___ Текст для разбора ___

И, где бы он ни был, он продолжал мутировать — в Леопольдвиле уж точно. Об этом нам говорят заметные различия между ZR59 и DRC60. Он продолжал эволюционировать.
Изучение эволюционной истории ВИЧ-1 — не просто праздное занятие. Его цель — понять, как одной линии вируса (группе M) удалось стать такой смертоносной и так широко распространиться среди людей. Поняв это, мы, возможно, сможем лучше контролировать катастрофические потери от СПИДа — изобретем вакцину или, по крайней мере, более эффективные методы лечения. Вот почему ученые — Беатрис Хан, Майкл Воробей и их коллеги — так внимательно исследуют молекулярную филогенетику ВИЧ-1, ВИЧ-2 и различных ВИО. Один из вопросов, на который они ищут ответа, звучит так: когда вирус стал вирулентным — до или после заражения человека от шимпанзе? Или, если проще: ВИОcpz убивает шимпанзе или просто живет в них безвредным пассажиром? Ответив на этот вопрос, можно узнать кое-что важное о том, как человеческие тела реагируют на ВИЧ-1.

___ Исходные данные ___

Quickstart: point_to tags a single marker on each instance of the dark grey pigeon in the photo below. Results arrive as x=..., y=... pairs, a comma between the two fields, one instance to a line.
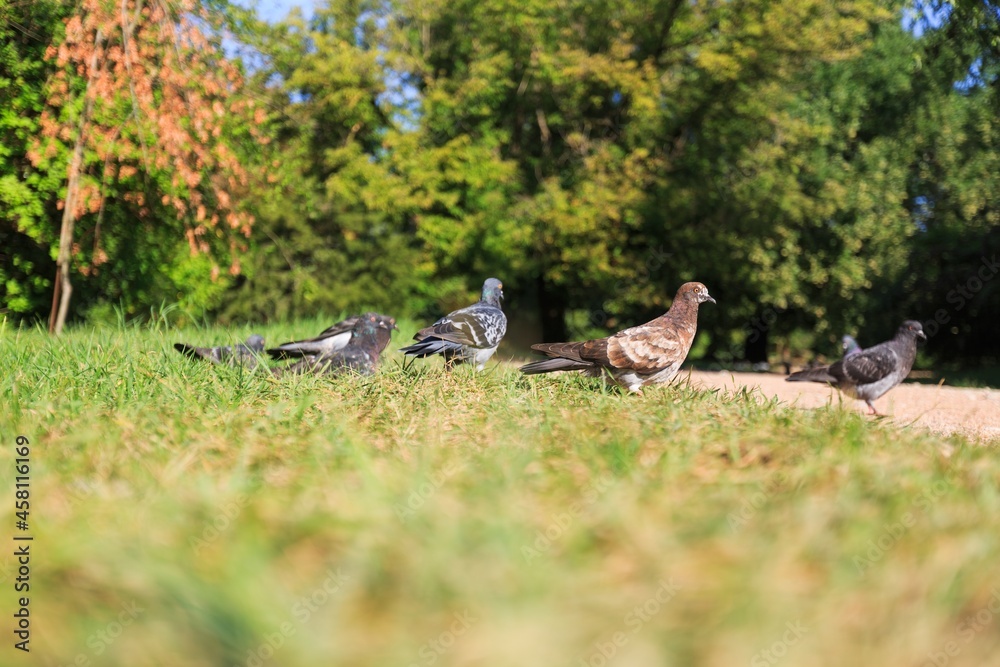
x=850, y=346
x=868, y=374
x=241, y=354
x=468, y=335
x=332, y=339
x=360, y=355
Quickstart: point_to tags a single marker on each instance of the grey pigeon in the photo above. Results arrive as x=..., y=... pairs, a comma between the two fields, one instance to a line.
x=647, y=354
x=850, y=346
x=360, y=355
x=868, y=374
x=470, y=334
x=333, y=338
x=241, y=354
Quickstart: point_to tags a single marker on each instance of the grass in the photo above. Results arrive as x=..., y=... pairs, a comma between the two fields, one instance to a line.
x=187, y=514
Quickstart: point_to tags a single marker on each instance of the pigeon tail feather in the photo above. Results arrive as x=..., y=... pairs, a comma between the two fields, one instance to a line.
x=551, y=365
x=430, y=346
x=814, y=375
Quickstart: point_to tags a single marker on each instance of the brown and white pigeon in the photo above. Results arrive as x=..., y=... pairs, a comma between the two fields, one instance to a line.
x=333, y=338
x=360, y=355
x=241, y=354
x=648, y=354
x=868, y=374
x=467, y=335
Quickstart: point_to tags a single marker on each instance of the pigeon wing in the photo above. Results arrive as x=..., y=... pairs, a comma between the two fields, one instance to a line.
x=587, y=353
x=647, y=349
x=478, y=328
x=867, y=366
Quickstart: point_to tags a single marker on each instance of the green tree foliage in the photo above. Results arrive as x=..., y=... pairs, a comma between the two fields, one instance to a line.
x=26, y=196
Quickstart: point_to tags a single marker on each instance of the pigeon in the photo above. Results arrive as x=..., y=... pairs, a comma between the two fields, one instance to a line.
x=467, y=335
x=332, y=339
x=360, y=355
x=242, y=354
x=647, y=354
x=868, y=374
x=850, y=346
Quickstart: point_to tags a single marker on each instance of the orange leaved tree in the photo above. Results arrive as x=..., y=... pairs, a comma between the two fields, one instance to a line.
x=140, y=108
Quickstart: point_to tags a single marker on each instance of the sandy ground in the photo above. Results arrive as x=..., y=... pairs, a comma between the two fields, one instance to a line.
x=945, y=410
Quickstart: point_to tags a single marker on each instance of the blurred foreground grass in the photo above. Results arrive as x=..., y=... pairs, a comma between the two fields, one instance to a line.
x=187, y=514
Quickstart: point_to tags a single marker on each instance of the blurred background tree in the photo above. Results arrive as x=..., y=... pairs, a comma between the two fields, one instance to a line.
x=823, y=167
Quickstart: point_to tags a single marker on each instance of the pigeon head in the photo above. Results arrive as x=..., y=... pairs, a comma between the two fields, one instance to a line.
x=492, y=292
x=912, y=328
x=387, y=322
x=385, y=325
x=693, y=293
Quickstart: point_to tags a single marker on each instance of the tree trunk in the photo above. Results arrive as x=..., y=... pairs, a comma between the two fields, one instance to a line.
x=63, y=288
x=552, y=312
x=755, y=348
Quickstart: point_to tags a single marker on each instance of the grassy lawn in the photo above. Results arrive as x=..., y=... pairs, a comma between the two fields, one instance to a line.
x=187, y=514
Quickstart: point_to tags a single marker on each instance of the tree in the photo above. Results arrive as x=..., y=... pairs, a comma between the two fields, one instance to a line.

___

Задание
Напишите продолжение текста об эволюции ВИЧ-1, начав сразу после его последнего предложения. Записи для работы не понадобятся.

Ответ
Некоторое время после открытия ВИОcpz считалось, что для шимпанзе он безвреден — это древняя инфекция, которая когда-то вызывала симптомы, а теперь уже нет. Это впечатление подкреплялось еще и тем фактом, что в ранние годы исследования СПИДа более сотни шимпанзе получили экспериментальную инъекцию ВИЧ-1, но ни у одной из них иммунная система не отказала. Когда у единственного лабораторного шимпанзе все же развился СПИД (через десять лет после экспериментального введения сразу трех разных штаммов ВИЧ-1), это сочли настолько значительным событием, что посвятили ему шестистраничную статью в Journal of Virology. Ученые утверждали, что это хорошая новость, которая дает надежду, что шимпанзе действительно являются релевантной экспериментальной моделью (или, если проще, достаточно аналогичным человеку подопытным животным) для изучения СПИДа у людей. Было даже сообщение, основанное на генетическом анализе животных, содержавшихся в неволе в Нидерландах, что шимпанзе «пережили собственную похожую на СПИД пандемию» более двух миллионов лет назад[227]. Это, как считали авторы, позволило шимпанзе развить в себе генетические адаптации для сопротивления вирусу. Они все равно его переносят, но, судя по всему, не заболевают. Еще раз повторюсь: эта идея была основана на изучении шимпанзе, содержавшихся в неволе. Что же касается ВИО-положительных диких шимпанзе — никто не знал, страдают ли они от иммунодефицита. Исследовать такой вопрос очень сложно.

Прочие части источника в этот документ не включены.